(INPUT FOR THIS TASK begins)
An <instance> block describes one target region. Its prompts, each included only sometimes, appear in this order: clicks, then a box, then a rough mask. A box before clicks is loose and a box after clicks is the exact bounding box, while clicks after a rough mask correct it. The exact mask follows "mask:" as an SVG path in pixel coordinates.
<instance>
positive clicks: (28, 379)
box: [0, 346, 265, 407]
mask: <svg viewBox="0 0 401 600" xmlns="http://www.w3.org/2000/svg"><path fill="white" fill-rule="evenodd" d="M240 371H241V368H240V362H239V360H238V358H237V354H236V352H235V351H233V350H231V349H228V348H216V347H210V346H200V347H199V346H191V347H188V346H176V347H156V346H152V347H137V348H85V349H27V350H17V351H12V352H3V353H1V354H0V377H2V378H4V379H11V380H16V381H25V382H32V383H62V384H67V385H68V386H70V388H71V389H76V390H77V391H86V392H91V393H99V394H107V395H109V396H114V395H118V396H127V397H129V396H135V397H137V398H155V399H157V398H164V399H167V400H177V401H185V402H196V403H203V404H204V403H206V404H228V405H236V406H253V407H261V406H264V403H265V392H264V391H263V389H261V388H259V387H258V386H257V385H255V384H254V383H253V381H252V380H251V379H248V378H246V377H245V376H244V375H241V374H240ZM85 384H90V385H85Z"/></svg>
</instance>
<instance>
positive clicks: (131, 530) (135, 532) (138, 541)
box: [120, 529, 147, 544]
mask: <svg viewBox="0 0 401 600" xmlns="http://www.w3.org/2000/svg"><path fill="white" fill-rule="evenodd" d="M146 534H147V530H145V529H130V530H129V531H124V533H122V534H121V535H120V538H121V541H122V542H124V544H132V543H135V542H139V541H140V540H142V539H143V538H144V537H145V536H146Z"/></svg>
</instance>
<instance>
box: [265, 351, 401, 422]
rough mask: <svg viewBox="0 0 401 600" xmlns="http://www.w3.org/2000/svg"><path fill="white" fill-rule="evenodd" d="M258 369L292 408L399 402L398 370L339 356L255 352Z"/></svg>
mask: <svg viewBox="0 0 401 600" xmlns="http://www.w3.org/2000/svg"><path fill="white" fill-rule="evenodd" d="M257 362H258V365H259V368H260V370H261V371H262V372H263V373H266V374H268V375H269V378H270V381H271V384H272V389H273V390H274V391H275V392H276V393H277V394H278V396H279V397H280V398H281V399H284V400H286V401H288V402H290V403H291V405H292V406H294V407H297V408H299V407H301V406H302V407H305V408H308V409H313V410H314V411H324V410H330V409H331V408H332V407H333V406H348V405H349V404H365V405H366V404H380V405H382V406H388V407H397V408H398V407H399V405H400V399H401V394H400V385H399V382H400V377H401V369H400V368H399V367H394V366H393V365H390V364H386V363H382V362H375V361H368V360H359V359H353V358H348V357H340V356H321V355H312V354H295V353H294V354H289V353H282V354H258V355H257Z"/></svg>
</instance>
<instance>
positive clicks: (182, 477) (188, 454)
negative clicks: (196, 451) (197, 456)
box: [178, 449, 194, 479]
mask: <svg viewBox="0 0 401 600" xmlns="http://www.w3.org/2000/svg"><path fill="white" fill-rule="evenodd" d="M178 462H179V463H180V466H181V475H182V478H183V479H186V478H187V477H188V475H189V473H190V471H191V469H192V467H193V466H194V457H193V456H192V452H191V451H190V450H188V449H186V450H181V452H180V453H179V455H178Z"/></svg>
(INPUT FOR THIS TASK ends)
ASSIGNED TASK:
Can you rewrite the entries, starting at their very beginning and ending at the line that contains "box: [0, 346, 265, 407]", with "positive clicks" changed to "foreground clicks" and nothing else altered?

ANSWER:
An <instance> block describes one target region. Its prompts, each included only sometimes, appear in this order: clicks, then a box, then a rough mask. A box before clicks is loose and a box after clicks is the exact bounding box, while clicks after a rough mask correct it. The exact mask follows "mask:" as an SVG path in pixel coordinates.
<instance>
foreground clicks: (28, 379)
box: [0, 346, 265, 407]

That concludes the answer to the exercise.